◆ Requirement ◆
Copy out in full each line of the data below that contains the string "naga".

★ ★ ★ ★ ★

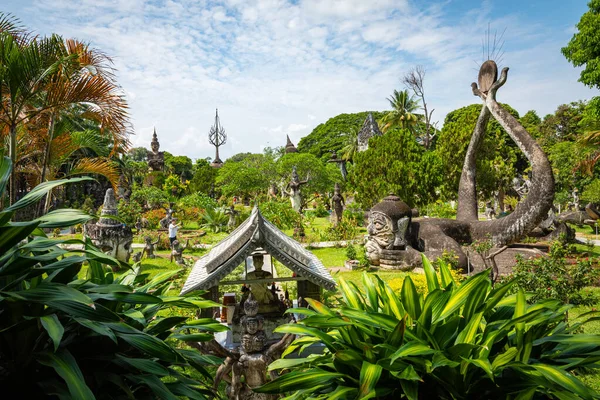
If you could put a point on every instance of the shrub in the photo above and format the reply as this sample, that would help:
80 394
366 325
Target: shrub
350 252
154 217
129 211
553 277
460 341
281 214
103 337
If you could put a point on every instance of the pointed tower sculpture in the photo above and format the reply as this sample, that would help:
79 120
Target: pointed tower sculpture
217 137
289 146
368 130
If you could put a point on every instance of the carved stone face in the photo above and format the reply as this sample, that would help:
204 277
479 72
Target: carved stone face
381 229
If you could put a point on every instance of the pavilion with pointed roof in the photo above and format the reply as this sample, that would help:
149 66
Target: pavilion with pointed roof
257 233
368 130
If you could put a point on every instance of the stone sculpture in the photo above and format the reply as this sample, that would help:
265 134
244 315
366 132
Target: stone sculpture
108 234
293 190
232 222
177 252
156 159
245 368
166 220
337 203
149 247
388 242
435 236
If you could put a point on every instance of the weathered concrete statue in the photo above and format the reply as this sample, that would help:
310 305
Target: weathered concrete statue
337 203
246 367
388 242
166 220
156 159
232 222
108 234
149 247
293 190
177 252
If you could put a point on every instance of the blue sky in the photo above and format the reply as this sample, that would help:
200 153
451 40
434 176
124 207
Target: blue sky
276 67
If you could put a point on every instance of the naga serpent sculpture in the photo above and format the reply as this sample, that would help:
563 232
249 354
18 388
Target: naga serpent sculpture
435 235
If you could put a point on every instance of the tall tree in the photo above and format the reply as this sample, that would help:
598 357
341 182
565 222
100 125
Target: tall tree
415 81
584 47
403 112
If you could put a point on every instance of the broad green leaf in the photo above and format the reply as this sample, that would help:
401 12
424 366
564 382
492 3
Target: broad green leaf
38 192
411 299
412 349
300 380
369 376
66 367
459 295
144 365
430 275
504 358
54 328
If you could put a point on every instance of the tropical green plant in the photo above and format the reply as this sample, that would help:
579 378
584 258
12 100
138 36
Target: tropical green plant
403 112
460 341
68 334
214 219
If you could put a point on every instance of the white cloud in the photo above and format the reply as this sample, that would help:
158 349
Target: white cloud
277 67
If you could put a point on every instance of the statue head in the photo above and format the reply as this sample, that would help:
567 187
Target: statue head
154 145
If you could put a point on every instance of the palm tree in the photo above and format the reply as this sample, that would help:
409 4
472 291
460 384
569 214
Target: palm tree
402 113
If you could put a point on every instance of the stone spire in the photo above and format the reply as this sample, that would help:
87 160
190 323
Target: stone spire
217 137
289 146
368 130
109 209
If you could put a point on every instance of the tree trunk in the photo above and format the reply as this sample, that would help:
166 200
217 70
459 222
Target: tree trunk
13 158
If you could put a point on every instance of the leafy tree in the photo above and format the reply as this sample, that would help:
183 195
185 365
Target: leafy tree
333 135
204 177
584 47
403 112
249 177
396 163
498 157
104 336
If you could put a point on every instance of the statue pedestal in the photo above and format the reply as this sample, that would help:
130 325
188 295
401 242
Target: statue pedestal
404 260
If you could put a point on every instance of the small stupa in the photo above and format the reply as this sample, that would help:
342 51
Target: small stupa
108 234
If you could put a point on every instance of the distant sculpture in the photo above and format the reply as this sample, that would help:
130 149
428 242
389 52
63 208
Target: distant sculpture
490 213
232 222
246 368
177 252
217 137
166 220
149 247
289 146
388 230
341 163
108 234
293 190
156 159
368 130
337 202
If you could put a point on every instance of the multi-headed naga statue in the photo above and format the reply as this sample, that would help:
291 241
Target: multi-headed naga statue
433 236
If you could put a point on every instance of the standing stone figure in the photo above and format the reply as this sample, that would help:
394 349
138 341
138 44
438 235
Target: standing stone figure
293 190
177 252
337 203
232 222
156 159
149 247
246 368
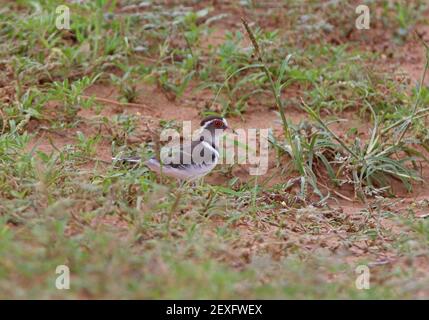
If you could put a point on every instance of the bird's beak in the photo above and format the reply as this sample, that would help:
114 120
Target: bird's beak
231 130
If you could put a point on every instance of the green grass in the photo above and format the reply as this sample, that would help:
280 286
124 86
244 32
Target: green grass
126 234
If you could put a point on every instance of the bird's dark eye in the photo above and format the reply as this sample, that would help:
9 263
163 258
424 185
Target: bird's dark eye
218 124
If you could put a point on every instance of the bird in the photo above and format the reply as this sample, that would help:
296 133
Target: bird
193 160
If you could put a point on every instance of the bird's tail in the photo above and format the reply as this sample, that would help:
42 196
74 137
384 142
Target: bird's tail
127 159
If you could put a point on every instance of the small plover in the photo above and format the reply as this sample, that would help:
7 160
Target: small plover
192 160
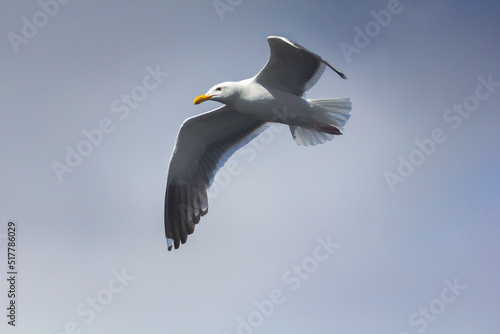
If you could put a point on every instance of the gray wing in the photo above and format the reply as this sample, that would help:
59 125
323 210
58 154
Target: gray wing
291 67
203 145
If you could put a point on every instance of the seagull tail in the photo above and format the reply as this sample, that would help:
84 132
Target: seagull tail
330 114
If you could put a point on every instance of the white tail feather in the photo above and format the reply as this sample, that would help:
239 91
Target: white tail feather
329 113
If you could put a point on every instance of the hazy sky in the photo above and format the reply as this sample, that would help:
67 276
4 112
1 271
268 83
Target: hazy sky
391 228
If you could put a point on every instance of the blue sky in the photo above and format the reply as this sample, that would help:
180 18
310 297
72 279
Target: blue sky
407 199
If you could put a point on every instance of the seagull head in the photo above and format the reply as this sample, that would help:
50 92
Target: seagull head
223 92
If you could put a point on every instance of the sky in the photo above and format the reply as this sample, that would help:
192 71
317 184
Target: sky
391 228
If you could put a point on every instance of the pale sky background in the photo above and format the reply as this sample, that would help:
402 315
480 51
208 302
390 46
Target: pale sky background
397 248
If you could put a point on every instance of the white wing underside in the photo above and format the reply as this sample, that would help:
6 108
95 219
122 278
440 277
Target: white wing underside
203 145
205 142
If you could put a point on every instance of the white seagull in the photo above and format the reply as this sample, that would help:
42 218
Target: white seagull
206 141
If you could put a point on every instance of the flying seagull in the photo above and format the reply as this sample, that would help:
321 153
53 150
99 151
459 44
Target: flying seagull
206 141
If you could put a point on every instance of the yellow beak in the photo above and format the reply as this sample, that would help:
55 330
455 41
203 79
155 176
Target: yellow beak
201 98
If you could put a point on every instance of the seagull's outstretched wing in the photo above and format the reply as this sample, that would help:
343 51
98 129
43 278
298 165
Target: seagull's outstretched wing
291 67
203 145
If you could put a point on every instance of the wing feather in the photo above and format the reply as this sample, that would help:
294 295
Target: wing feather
203 145
291 67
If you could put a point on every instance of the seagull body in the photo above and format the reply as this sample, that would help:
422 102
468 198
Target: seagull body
206 141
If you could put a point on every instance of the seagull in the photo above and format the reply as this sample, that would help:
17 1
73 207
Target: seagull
205 142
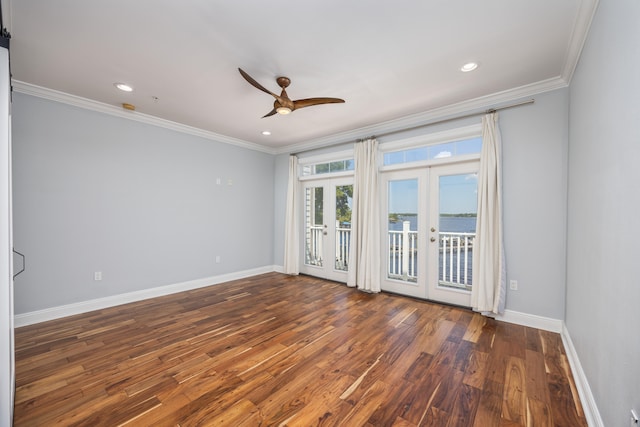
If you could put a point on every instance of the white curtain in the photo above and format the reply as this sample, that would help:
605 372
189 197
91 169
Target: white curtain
489 273
364 256
291 230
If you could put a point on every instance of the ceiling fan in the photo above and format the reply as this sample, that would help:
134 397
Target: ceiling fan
283 104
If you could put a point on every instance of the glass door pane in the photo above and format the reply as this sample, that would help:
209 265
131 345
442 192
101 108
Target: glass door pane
314 226
327 205
457 225
402 230
343 204
453 206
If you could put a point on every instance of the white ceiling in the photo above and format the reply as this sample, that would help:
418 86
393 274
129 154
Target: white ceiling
387 59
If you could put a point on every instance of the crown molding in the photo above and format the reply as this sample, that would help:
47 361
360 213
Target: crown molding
419 119
425 118
100 107
579 33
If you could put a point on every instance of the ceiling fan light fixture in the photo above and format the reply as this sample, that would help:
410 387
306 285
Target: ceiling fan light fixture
123 87
469 66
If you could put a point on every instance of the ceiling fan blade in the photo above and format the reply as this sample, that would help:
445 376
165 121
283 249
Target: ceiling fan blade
301 103
270 113
257 85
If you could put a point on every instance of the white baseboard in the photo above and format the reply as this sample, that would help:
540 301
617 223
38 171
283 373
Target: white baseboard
100 303
589 406
531 320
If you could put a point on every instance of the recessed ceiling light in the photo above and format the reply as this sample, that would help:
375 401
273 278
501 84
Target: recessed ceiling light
123 87
469 66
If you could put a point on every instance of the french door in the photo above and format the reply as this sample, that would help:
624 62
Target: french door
326 234
429 217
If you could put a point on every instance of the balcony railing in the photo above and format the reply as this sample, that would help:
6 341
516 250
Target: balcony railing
315 246
403 254
456 259
454 263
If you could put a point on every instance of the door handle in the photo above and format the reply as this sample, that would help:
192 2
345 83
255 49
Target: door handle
23 263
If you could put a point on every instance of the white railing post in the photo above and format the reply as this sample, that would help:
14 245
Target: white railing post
406 225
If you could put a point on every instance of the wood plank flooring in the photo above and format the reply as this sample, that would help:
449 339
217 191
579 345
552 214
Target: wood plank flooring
275 350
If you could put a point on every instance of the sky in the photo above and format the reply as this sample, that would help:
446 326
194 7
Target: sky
458 194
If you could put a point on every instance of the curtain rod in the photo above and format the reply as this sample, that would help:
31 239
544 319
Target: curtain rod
437 122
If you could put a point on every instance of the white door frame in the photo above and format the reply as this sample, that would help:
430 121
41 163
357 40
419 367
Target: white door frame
435 290
418 288
427 284
327 270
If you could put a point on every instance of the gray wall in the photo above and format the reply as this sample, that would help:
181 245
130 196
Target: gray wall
603 290
535 192
139 203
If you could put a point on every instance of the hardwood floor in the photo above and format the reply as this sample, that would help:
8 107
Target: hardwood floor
297 351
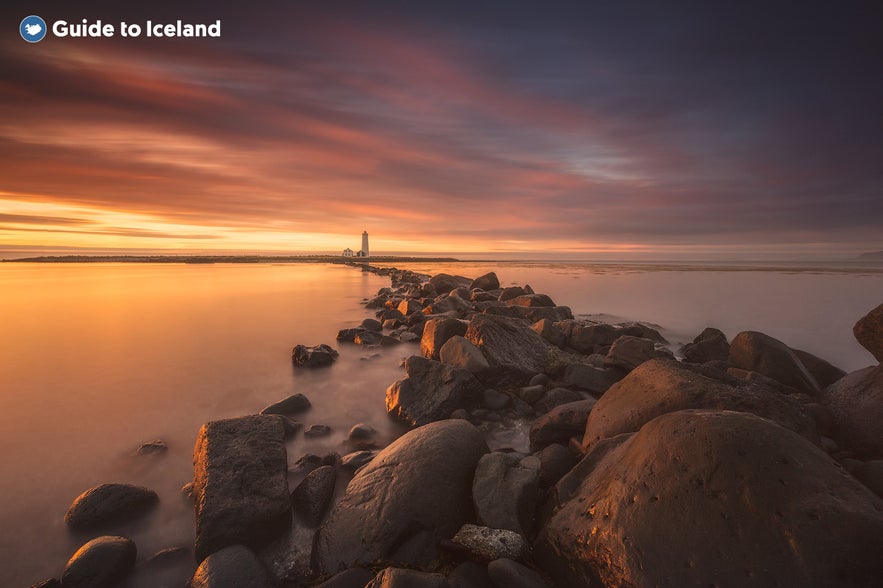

★ ★ ★ ★ ★

◆ Task solution ◆
If you could put a point on every instance of the naga serpent sculpture in the photo above and format the reply as this sample, that would help:
Target: naga serpent sculpture
If you could put a point on every instance of the multi-headed naga statue in the photo above and format the reply as this sample, that would help:
Target: multi-headed naga statue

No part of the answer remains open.